** TASK TO COMPLETE **
Please copy, without any change, the lines from the one containing "Trace the outline of every instance of the white car" through the one containing "230 91 L 227", both included.

# start of SOURCE DATA

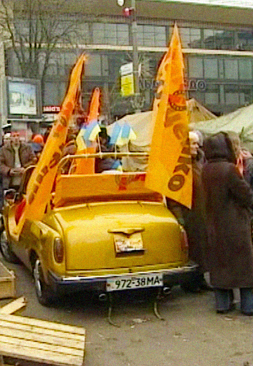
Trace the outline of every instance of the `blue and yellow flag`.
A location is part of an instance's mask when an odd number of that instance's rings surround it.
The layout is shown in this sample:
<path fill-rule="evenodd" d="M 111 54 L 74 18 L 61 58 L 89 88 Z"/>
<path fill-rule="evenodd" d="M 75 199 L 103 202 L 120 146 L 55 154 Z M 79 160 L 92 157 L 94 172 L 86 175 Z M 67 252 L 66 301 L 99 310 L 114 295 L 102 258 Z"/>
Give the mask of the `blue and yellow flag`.
<path fill-rule="evenodd" d="M 82 126 L 77 137 L 77 155 L 96 153 L 96 139 L 100 131 L 98 123 L 100 97 L 100 89 L 95 88 L 93 91 L 89 105 L 87 122 L 85 125 Z M 75 168 L 72 171 L 73 174 L 94 174 L 95 172 L 94 158 L 75 159 L 73 162 L 73 165 L 75 165 Z"/>
<path fill-rule="evenodd" d="M 179 30 L 175 25 L 167 52 L 159 67 L 152 139 L 145 179 L 148 188 L 191 207 L 193 171 L 188 117 Z"/>
<path fill-rule="evenodd" d="M 73 68 L 68 89 L 63 101 L 60 112 L 52 127 L 39 162 L 28 182 L 25 205 L 15 227 L 11 234 L 19 237 L 26 219 L 40 220 L 44 215 L 47 202 L 62 156 L 62 150 L 66 140 L 70 118 L 72 115 L 78 86 L 80 82 L 85 56 L 81 55 Z"/>

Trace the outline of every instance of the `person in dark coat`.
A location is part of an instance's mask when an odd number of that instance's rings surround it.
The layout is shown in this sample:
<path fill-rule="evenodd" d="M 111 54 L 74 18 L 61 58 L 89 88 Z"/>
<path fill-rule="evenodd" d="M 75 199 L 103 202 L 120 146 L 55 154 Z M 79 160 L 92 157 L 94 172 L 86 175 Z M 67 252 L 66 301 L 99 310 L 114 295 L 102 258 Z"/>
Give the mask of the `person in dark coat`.
<path fill-rule="evenodd" d="M 0 172 L 4 189 L 18 189 L 25 168 L 34 163 L 36 157 L 32 147 L 21 142 L 18 131 L 12 132 L 10 141 L 0 149 Z"/>
<path fill-rule="evenodd" d="M 168 198 L 167 203 L 168 208 L 186 229 L 189 246 L 189 258 L 199 265 L 198 284 L 189 283 L 184 288 L 190 291 L 199 291 L 200 289 L 210 289 L 204 278 L 207 232 L 204 220 L 201 171 L 205 158 L 203 151 L 199 149 L 199 135 L 196 132 L 189 132 L 189 141 L 193 166 L 192 207 L 189 209 Z"/>
<path fill-rule="evenodd" d="M 217 313 L 233 308 L 233 289 L 239 288 L 241 312 L 253 315 L 253 192 L 238 170 L 232 143 L 226 133 L 207 139 L 207 160 L 202 172 L 205 201 L 206 263 Z"/>

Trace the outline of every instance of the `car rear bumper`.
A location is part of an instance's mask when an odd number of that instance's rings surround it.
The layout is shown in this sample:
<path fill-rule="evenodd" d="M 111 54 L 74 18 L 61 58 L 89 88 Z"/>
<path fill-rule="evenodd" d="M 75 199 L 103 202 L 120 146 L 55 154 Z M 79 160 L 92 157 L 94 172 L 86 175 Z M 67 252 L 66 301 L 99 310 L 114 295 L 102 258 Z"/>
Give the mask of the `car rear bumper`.
<path fill-rule="evenodd" d="M 183 267 L 171 268 L 169 270 L 162 270 L 160 271 L 153 271 L 157 274 L 162 274 L 163 286 L 171 287 L 172 286 L 179 285 L 188 283 L 192 281 L 196 281 L 199 278 L 200 271 L 199 267 L 195 263 L 190 263 Z M 110 277 L 120 278 L 122 276 L 138 274 L 147 274 L 148 272 L 139 272 L 134 274 L 126 272 L 124 274 L 120 275 L 106 275 L 100 277 L 84 277 L 84 276 L 73 276 L 60 277 L 51 272 L 48 272 L 48 279 L 49 285 L 53 290 L 57 293 L 72 292 L 82 290 L 91 290 L 98 291 L 106 291 L 107 280 Z"/>

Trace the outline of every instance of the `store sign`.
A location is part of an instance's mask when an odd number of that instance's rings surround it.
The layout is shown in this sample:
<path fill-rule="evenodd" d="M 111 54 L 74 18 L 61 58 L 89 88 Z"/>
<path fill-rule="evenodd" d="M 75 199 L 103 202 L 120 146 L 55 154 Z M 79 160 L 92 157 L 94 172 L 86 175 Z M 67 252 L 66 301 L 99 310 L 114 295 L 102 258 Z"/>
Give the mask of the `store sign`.
<path fill-rule="evenodd" d="M 129 96 L 134 94 L 134 74 L 122 76 L 121 94 L 122 96 Z"/>
<path fill-rule="evenodd" d="M 207 83 L 203 79 L 188 79 L 186 80 L 186 87 L 190 92 L 205 92 Z"/>
<path fill-rule="evenodd" d="M 59 106 L 43 106 L 44 113 L 58 113 L 60 111 Z"/>
<path fill-rule="evenodd" d="M 120 67 L 121 94 L 122 96 L 134 94 L 134 79 L 133 63 L 126 63 Z"/>

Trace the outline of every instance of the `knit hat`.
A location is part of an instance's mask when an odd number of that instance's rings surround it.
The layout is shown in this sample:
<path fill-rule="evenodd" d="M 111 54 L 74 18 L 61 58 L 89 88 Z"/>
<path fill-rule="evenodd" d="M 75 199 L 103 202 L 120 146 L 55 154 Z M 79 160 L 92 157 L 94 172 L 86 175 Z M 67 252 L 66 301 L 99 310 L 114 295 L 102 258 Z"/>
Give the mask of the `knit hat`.
<path fill-rule="evenodd" d="M 32 142 L 36 144 L 44 144 L 44 139 L 41 134 L 35 134 L 32 139 Z"/>

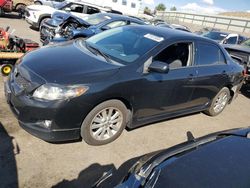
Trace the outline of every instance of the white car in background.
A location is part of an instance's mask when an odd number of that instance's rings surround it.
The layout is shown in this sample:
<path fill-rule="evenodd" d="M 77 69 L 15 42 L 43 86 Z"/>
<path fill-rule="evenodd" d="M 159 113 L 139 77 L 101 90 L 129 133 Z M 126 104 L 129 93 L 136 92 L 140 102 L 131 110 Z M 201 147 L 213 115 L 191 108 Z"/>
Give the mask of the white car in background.
<path fill-rule="evenodd" d="M 58 4 L 63 2 L 64 0 L 35 0 L 35 5 L 47 5 L 50 7 L 56 7 Z"/>
<path fill-rule="evenodd" d="M 55 7 L 30 5 L 25 10 L 25 19 L 34 29 L 40 29 L 43 22 L 56 11 L 70 11 L 73 15 L 82 18 L 87 14 L 111 12 L 111 9 L 81 1 L 64 1 Z"/>

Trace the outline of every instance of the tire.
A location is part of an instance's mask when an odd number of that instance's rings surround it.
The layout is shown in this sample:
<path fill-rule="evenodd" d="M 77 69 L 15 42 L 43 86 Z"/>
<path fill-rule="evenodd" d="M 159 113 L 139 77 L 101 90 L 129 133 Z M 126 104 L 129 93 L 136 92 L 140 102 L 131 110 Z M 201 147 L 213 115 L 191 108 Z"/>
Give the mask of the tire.
<path fill-rule="evenodd" d="M 1 73 L 3 76 L 8 76 L 11 73 L 13 66 L 10 64 L 5 64 L 1 67 Z"/>
<path fill-rule="evenodd" d="M 121 135 L 128 122 L 127 112 L 128 109 L 119 100 L 108 100 L 97 105 L 82 123 L 83 140 L 96 146 L 114 141 Z"/>
<path fill-rule="evenodd" d="M 230 99 L 230 91 L 227 87 L 223 87 L 219 93 L 213 98 L 211 106 L 208 110 L 204 111 L 209 116 L 217 116 L 220 114 L 228 104 Z"/>

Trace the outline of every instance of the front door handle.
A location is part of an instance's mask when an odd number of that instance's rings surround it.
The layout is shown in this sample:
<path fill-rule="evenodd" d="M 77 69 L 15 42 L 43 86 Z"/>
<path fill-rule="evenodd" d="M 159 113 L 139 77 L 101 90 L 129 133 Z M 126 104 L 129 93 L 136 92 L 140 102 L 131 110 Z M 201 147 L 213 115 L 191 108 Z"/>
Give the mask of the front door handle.
<path fill-rule="evenodd" d="M 193 74 L 189 74 L 188 80 L 190 80 L 190 81 L 194 80 L 194 75 Z"/>

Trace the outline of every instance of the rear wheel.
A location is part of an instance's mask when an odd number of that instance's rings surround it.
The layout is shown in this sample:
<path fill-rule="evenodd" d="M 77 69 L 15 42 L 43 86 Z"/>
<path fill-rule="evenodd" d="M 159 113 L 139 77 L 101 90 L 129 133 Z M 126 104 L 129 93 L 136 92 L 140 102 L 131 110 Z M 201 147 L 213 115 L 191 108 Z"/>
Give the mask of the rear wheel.
<path fill-rule="evenodd" d="M 126 106 L 119 100 L 105 101 L 86 116 L 81 136 L 90 145 L 104 145 L 117 139 L 126 123 Z"/>
<path fill-rule="evenodd" d="M 1 73 L 3 76 L 8 76 L 12 70 L 12 65 L 10 64 L 5 64 L 1 67 Z"/>
<path fill-rule="evenodd" d="M 220 92 L 214 97 L 212 104 L 205 113 L 209 116 L 216 116 L 220 114 L 228 104 L 230 99 L 230 91 L 228 88 L 224 87 Z"/>

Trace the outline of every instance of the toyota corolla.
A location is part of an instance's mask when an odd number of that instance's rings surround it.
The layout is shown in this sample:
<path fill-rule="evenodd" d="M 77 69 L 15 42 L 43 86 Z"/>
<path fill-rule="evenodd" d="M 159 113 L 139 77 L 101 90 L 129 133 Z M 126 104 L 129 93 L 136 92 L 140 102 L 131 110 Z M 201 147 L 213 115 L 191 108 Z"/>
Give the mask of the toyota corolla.
<path fill-rule="evenodd" d="M 29 133 L 102 145 L 124 128 L 200 111 L 218 115 L 237 95 L 242 72 L 210 39 L 126 26 L 29 52 L 5 93 Z"/>

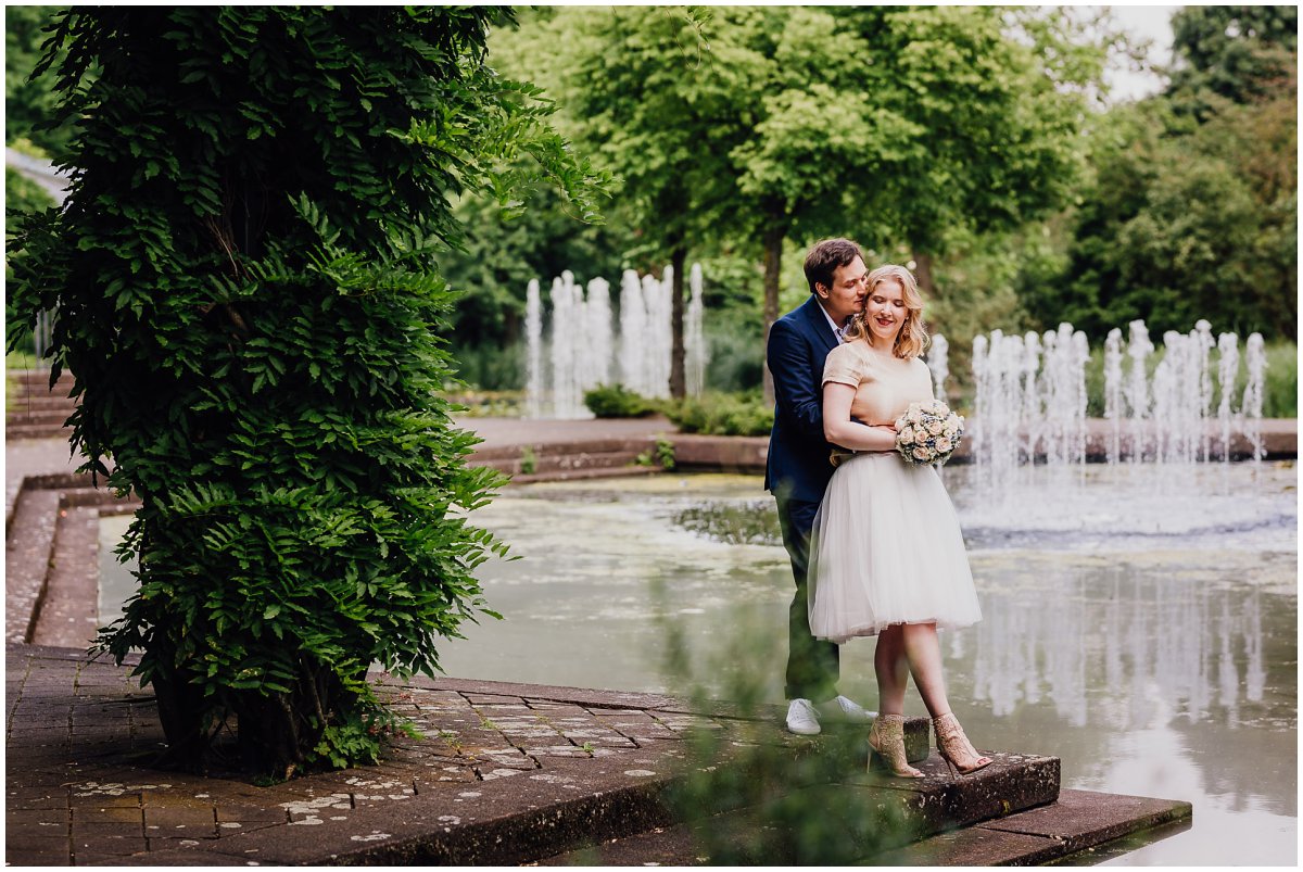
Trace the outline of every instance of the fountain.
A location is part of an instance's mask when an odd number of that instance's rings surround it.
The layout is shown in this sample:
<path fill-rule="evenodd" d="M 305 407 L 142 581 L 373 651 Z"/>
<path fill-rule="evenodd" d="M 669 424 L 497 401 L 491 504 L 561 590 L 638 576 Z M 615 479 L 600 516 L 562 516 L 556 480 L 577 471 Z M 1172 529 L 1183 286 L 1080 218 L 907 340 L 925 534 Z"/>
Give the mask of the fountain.
<path fill-rule="evenodd" d="M 932 338 L 926 361 L 928 369 L 932 371 L 932 385 L 937 399 L 949 403 L 946 379 L 950 378 L 950 343 L 941 334 Z"/>
<path fill-rule="evenodd" d="M 1261 335 L 1252 334 L 1247 342 L 1248 383 L 1238 411 L 1231 408 L 1240 369 L 1235 334 L 1221 334 L 1214 342 L 1212 325 L 1200 319 L 1188 334 L 1165 332 L 1162 345 L 1162 360 L 1151 378 L 1149 358 L 1156 349 L 1144 322 L 1131 322 L 1124 349 L 1122 331 L 1109 331 L 1104 343 L 1105 459 L 1226 461 L 1235 435 L 1247 438 L 1252 456 L 1261 459 L 1267 368 Z M 1052 465 L 1085 461 L 1089 357 L 1085 334 L 1068 323 L 1041 336 L 1020 339 L 995 330 L 973 340 L 972 451 L 993 471 L 993 481 L 1040 459 Z M 1130 369 L 1123 365 L 1127 360 Z"/>
<path fill-rule="evenodd" d="M 708 362 L 702 334 L 702 275 L 693 265 L 691 297 L 684 313 L 684 379 L 689 395 L 705 387 Z M 592 417 L 584 391 L 618 382 L 649 398 L 670 395 L 671 305 L 674 269 L 662 278 L 625 270 L 620 279 L 619 330 L 611 312 L 610 283 L 594 278 L 584 285 L 566 270 L 552 280 L 551 314 L 543 328 L 538 282 L 526 292 L 525 417 Z M 546 347 L 546 353 L 545 353 Z"/>

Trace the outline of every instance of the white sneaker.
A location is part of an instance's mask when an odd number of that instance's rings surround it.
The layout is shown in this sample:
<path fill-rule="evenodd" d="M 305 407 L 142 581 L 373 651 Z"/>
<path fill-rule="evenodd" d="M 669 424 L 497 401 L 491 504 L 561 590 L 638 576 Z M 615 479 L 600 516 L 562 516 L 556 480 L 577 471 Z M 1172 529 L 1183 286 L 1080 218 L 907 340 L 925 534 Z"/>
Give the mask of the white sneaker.
<path fill-rule="evenodd" d="M 865 712 L 863 705 L 844 696 L 834 697 L 827 703 L 820 703 L 817 714 L 850 723 L 868 723 L 878 716 L 877 712 Z"/>
<path fill-rule="evenodd" d="M 787 706 L 787 731 L 796 735 L 818 735 L 818 712 L 809 700 L 792 700 Z"/>

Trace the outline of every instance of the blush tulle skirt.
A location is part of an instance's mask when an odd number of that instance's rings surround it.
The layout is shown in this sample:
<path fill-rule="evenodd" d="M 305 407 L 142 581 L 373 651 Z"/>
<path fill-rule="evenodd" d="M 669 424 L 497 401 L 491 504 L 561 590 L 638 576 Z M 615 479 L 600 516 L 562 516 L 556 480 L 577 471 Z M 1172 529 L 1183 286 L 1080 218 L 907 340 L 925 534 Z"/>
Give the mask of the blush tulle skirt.
<path fill-rule="evenodd" d="M 807 581 L 817 639 L 981 620 L 959 516 L 941 476 L 894 452 L 855 455 L 833 473 L 814 516 Z"/>

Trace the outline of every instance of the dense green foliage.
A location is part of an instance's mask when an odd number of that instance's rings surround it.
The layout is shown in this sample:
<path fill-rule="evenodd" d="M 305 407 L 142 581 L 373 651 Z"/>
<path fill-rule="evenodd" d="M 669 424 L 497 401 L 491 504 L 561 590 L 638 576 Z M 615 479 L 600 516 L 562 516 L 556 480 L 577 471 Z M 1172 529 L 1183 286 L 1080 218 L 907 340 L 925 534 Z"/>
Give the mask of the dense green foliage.
<path fill-rule="evenodd" d="M 623 385 L 598 385 L 584 391 L 584 405 L 599 418 L 641 418 L 661 411 L 657 403 Z"/>
<path fill-rule="evenodd" d="M 4 8 L 4 126 L 5 143 L 26 138 L 51 156 L 66 155 L 73 125 L 55 123 L 57 98 L 51 77 L 31 78 L 40 60 L 46 27 L 63 7 Z M 60 51 L 60 50 L 56 50 Z M 94 76 L 94 70 L 89 70 Z"/>
<path fill-rule="evenodd" d="M 676 269 L 724 239 L 762 258 L 767 325 L 788 237 L 923 258 L 1061 206 L 1084 107 L 1062 85 L 1088 65 L 1036 48 L 1066 27 L 1040 18 L 1028 44 L 993 8 L 573 8 L 494 47 L 624 180 L 638 240 Z"/>
<path fill-rule="evenodd" d="M 8 214 L 9 210 L 16 212 L 39 212 L 51 209 L 55 205 L 53 198 L 46 193 L 46 189 L 27 179 L 21 172 L 13 167 L 4 168 L 4 207 Z M 9 224 L 5 223 L 5 236 Z"/>
<path fill-rule="evenodd" d="M 558 124 L 623 180 L 592 254 L 520 259 L 545 283 L 559 267 L 612 278 L 612 258 L 658 269 L 662 232 L 688 228 L 689 262 L 708 266 L 706 378 L 724 390 L 760 385 L 769 283 L 770 315 L 800 302 L 799 259 L 823 233 L 930 271 L 928 318 L 962 382 L 972 338 L 995 327 L 1072 321 L 1100 345 L 1132 318 L 1158 335 L 1207 317 L 1293 339 L 1296 12 L 1190 7 L 1173 23 L 1170 87 L 1110 104 L 1091 94 L 1127 47 L 1080 10 L 533 10 L 494 33 L 495 63 L 545 86 Z M 684 189 L 687 210 L 657 206 Z M 532 240 L 554 232 L 524 220 Z M 519 310 L 526 278 L 498 298 Z M 463 323 L 485 343 L 509 332 Z"/>
<path fill-rule="evenodd" d="M 100 644 L 143 650 L 177 764 L 232 718 L 251 772 L 374 760 L 395 722 L 367 669 L 433 673 L 486 611 L 473 570 L 503 547 L 464 511 L 499 478 L 465 465 L 438 394 L 448 198 L 546 177 L 582 215 L 592 181 L 483 64 L 495 14 L 57 18 L 78 172 L 13 241 L 10 336 L 57 308 L 74 448 L 143 503 L 121 550 L 139 589 Z"/>
<path fill-rule="evenodd" d="M 1173 89 L 1097 124 L 1095 172 L 1074 212 L 1062 278 L 1023 295 L 1041 325 L 1071 321 L 1098 342 L 1135 318 L 1152 335 L 1207 318 L 1214 331 L 1242 338 L 1294 338 L 1296 13 L 1253 8 L 1256 20 L 1274 22 L 1261 25 L 1264 34 L 1289 33 L 1265 44 L 1247 30 L 1240 39 L 1225 35 L 1235 9 L 1179 13 L 1177 47 L 1187 66 Z"/>
<path fill-rule="evenodd" d="M 753 395 L 704 394 L 666 407 L 665 413 L 684 433 L 706 435 L 769 435 L 774 407 Z"/>

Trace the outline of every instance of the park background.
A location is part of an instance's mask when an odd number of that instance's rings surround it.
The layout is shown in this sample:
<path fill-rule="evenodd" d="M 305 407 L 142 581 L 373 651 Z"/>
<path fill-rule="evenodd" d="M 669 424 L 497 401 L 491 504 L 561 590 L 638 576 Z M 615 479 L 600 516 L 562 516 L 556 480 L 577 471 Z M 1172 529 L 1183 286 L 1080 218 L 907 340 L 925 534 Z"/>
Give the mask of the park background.
<path fill-rule="evenodd" d="M 465 250 L 439 267 L 464 292 L 447 338 L 474 391 L 447 390 L 517 403 L 529 279 L 701 262 L 709 387 L 764 431 L 765 325 L 804 298 L 808 244 L 847 233 L 870 257 L 924 265 L 960 404 L 963 352 L 984 331 L 1067 319 L 1098 347 L 1131 318 L 1156 334 L 1208 318 L 1268 338 L 1264 412 L 1294 417 L 1293 14 L 1182 10 L 1169 85 L 1114 102 L 1101 82 L 1126 39 L 1079 10 L 521 10 L 494 30 L 491 63 L 558 100 L 554 123 L 610 173 L 610 197 L 590 224 L 542 184 L 524 210 L 457 202 Z M 838 21 L 843 53 L 829 46 Z M 872 89 L 868 60 L 889 68 Z M 614 74 L 629 61 L 635 74 Z M 14 112 L 12 146 L 59 160 L 57 130 L 20 124 Z"/>
<path fill-rule="evenodd" d="M 56 9 L 5 10 L 7 143 L 53 160 L 68 125 L 39 129 L 52 77 L 27 76 Z M 809 244 L 846 235 L 917 270 L 962 411 L 979 334 L 1085 331 L 1098 416 L 1110 328 L 1207 318 L 1263 334 L 1264 414 L 1295 416 L 1296 14 L 1171 9 L 1170 60 L 1098 7 L 520 9 L 490 64 L 556 102 L 610 197 L 602 223 L 546 180 L 528 207 L 456 203 L 465 248 L 439 267 L 465 295 L 447 334 L 474 388 L 459 399 L 520 408 L 530 279 L 676 263 L 681 280 L 700 262 L 706 388 L 731 395 L 714 426 L 762 433 L 766 326 L 808 295 Z M 1141 73 L 1157 93 L 1110 95 Z M 9 209 L 48 202 L 5 180 Z"/>

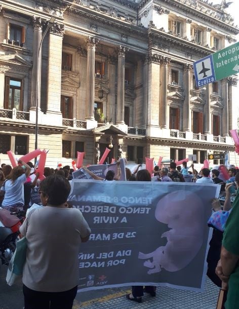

# end of SOURCE DATA

** RESULT OF THE EXERCISE **
Trace the outline of every instance of the white car in background.
A location is part of an instance's mask when an odd number of that instance's rings surround it.
The layout is shown in this sample:
<path fill-rule="evenodd" d="M 77 69 L 15 42 L 43 86 Z"/>
<path fill-rule="evenodd" d="M 159 113 L 139 77 L 101 90 L 129 133 Z M 126 104 L 129 93 L 136 92 L 140 102 L 131 110 Z M 201 147 L 213 115 L 191 108 Z"/>
Give the mask of the white car in background.
<path fill-rule="evenodd" d="M 58 4 L 63 2 L 64 0 L 35 0 L 35 5 L 47 5 L 50 7 L 56 7 Z"/>
<path fill-rule="evenodd" d="M 55 7 L 30 5 L 25 10 L 25 19 L 34 29 L 40 29 L 43 22 L 56 11 L 70 11 L 73 15 L 82 18 L 87 14 L 111 12 L 111 9 L 81 1 L 64 1 Z"/>

Trace the outline of every instance of the tire.
A location is part of an instance's mask when an odd number of that instance's rings surround it.
The layout is shown in this sample:
<path fill-rule="evenodd" d="M 77 69 L 15 42 L 43 86 Z"/>
<path fill-rule="evenodd" d="M 159 113 L 139 77 L 101 90 L 129 133 Z M 126 104 L 129 93 L 136 92 L 140 102 L 131 110 Z M 201 147 L 213 115 L 191 108 Z"/>
Give the mask of the tire.
<path fill-rule="evenodd" d="M 1 73 L 3 76 L 8 76 L 11 73 L 13 66 L 10 64 L 5 64 L 1 67 Z"/>
<path fill-rule="evenodd" d="M 121 135 L 128 122 L 127 112 L 128 109 L 119 100 L 108 100 L 97 105 L 82 123 L 83 140 L 96 146 L 114 141 Z"/>
<path fill-rule="evenodd" d="M 230 99 L 230 91 L 227 87 L 223 87 L 219 93 L 213 98 L 211 106 L 208 110 L 204 111 L 209 116 L 217 116 L 220 114 L 228 104 Z"/>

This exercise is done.